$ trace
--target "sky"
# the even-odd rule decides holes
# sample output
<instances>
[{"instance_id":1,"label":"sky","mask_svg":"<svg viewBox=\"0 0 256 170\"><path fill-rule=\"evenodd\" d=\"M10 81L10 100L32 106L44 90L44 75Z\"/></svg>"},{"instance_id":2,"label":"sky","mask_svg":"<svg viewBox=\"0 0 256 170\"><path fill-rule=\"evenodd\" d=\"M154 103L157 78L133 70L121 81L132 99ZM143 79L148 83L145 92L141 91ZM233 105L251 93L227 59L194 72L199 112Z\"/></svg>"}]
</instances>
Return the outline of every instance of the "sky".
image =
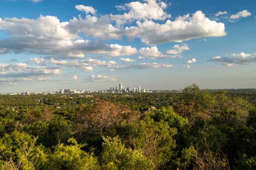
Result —
<instances>
[{"instance_id":1,"label":"sky","mask_svg":"<svg viewBox=\"0 0 256 170\"><path fill-rule=\"evenodd\" d=\"M255 6L0 0L0 93L256 88Z\"/></svg>"}]
</instances>

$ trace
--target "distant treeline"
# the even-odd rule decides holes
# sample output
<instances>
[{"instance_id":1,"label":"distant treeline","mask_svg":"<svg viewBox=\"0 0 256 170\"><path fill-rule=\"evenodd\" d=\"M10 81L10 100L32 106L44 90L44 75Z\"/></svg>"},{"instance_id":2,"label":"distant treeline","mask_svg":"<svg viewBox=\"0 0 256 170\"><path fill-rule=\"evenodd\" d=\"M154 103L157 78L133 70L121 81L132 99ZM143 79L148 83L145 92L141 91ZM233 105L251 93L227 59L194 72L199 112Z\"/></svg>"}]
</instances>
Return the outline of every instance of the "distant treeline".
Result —
<instances>
[{"instance_id":1,"label":"distant treeline","mask_svg":"<svg viewBox=\"0 0 256 170\"><path fill-rule=\"evenodd\" d=\"M256 169L256 93L211 91L0 96L0 168Z\"/></svg>"}]
</instances>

▬▬▬▬▬▬▬▬▬▬

Requirement: Give an exact reproduction of every line, leaving out any picture.

Solution for this problem:
$ trace
--target "sky"
# the even-odd rule decides holes
# sample output
<instances>
[{"instance_id":1,"label":"sky","mask_svg":"<svg viewBox=\"0 0 256 170\"><path fill-rule=\"evenodd\" d=\"M10 81L10 100L32 106L44 90L44 75Z\"/></svg>"},{"instance_id":2,"label":"sky","mask_svg":"<svg viewBox=\"0 0 256 170\"><path fill-rule=\"evenodd\" d=\"M154 103L157 78L133 70L121 81L132 99ZM143 79L148 83L145 92L141 91ZM233 105L251 93L227 59L194 72L199 112Z\"/></svg>"}]
</instances>
Return the outline of every instance of the "sky".
image =
Result —
<instances>
[{"instance_id":1,"label":"sky","mask_svg":"<svg viewBox=\"0 0 256 170\"><path fill-rule=\"evenodd\" d=\"M255 6L0 0L0 93L256 88Z\"/></svg>"}]
</instances>

$ trace
--target "distant treeline"
# the even-odd rule decides holes
# sample output
<instances>
[{"instance_id":1,"label":"distant treeline","mask_svg":"<svg viewBox=\"0 0 256 170\"><path fill-rule=\"evenodd\" d=\"M10 81L10 100L32 106L44 90L44 75Z\"/></svg>"},{"instance_id":2,"label":"distant treeline","mask_svg":"<svg viewBox=\"0 0 256 170\"><path fill-rule=\"evenodd\" d=\"M154 103L157 78L133 70L121 81L132 99ZM143 79L148 83L145 92L141 91ZM233 105L251 93L227 59L194 72L199 112Z\"/></svg>"}]
</instances>
Return the outline of every instance of the "distant treeline".
Result —
<instances>
[{"instance_id":1,"label":"distant treeline","mask_svg":"<svg viewBox=\"0 0 256 170\"><path fill-rule=\"evenodd\" d=\"M256 169L256 93L211 91L0 96L0 168Z\"/></svg>"}]
</instances>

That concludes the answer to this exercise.